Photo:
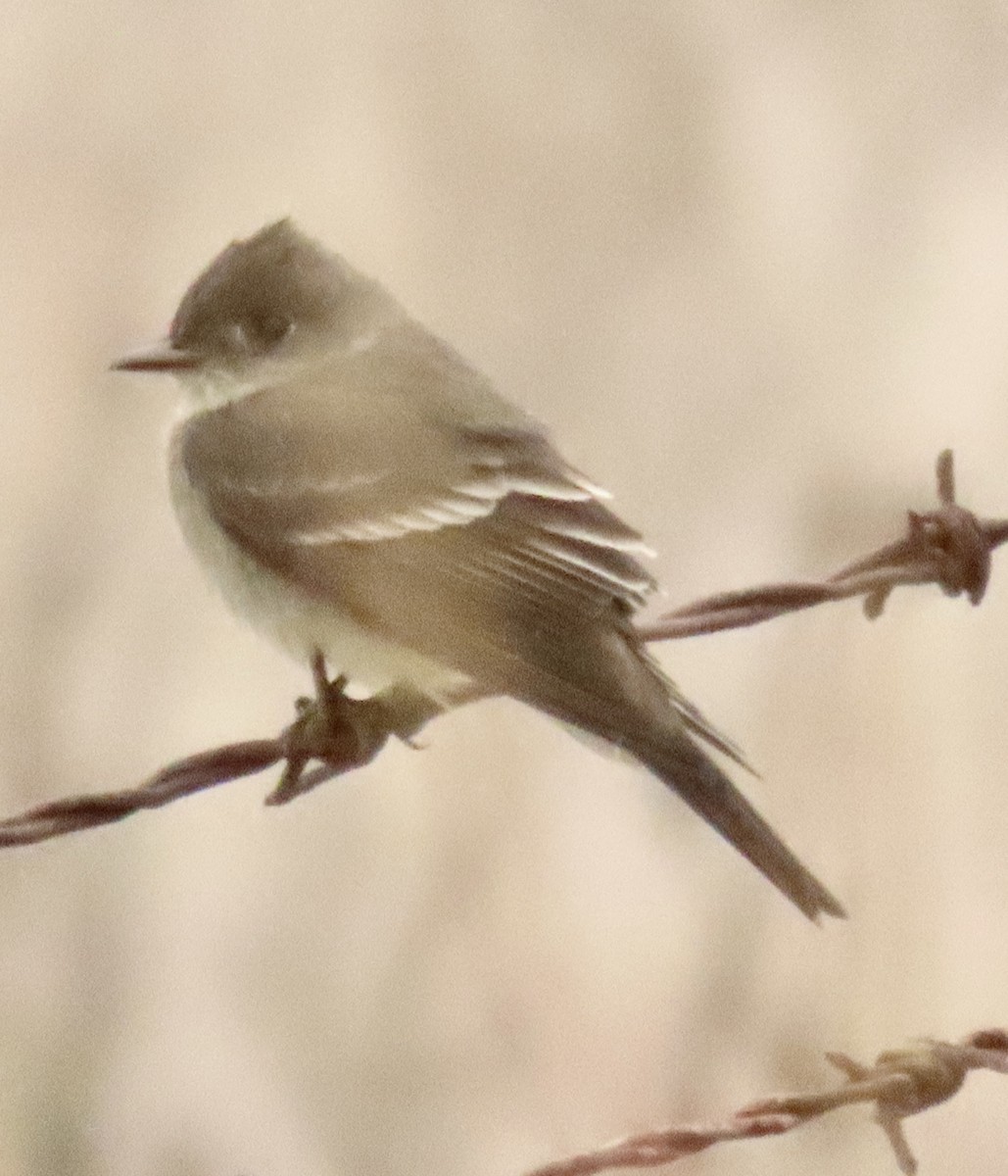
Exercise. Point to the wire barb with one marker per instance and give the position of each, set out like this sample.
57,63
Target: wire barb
==
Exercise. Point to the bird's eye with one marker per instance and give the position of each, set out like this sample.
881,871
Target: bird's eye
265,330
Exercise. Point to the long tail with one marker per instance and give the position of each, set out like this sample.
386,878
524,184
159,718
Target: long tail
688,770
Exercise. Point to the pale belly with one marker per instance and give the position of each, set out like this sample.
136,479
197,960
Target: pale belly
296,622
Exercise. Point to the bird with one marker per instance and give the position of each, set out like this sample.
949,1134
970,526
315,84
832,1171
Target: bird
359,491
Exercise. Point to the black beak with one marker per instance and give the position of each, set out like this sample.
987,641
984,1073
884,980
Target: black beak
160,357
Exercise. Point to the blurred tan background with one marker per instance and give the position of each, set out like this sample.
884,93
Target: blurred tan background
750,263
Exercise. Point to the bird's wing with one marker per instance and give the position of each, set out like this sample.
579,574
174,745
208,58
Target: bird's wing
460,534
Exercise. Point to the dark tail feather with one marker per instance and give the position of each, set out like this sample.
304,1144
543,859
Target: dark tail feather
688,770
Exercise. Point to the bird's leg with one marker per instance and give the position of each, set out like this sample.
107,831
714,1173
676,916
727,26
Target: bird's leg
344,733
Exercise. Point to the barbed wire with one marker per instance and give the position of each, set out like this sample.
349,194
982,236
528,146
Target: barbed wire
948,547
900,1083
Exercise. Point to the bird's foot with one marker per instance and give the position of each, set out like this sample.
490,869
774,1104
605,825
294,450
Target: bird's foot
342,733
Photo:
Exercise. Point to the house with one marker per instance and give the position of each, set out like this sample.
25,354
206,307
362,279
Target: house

◆ **Objetivo**: Vuelve a escribir las filas comenzando en la que contiene "Exercise. Point to the blurred" y terminando en la que contiene "Target: house". Cambia "barbed wire" por "wire fence" y deja todo lo demás sin modificar.

◆ **Respuesta esperada**:
Exercise. Point to the blurred tan background with one marker per instance and give the position of each, set out like this sample.
884,93
Target: blurred tan background
750,263
Exercise. Point to the bird's wing with one marker per instance and give the position of each, set out like this sample.
579,574
174,745
208,58
Target: bird's wing
460,534
Exercise. Point to the dark tail feather with one marker per instance and give the position of each, set out like this sample.
304,1144
543,859
Target: dark tail feather
688,770
Exercise. Point to the bird's leg with one marker per instance and give the position of each, set out like this sample.
107,831
714,1173
676,916
727,26
Target: bird's leg
344,733
Exercise. Point to the wire fence with one marker per instance and give the position of each, set out like this sample.
349,194
982,236
528,146
Target: wire fence
948,547
900,1083
Exercise. Point to the bird's foot with one marker per instance and give the position of each, set out like this sample.
490,869
774,1104
605,825
294,450
Target: bird's foot
342,733
Photo:
Exercise. Point to the house with one marker per instance and give the position of each, set out like this sample.
25,354
206,307
362,279
Target: house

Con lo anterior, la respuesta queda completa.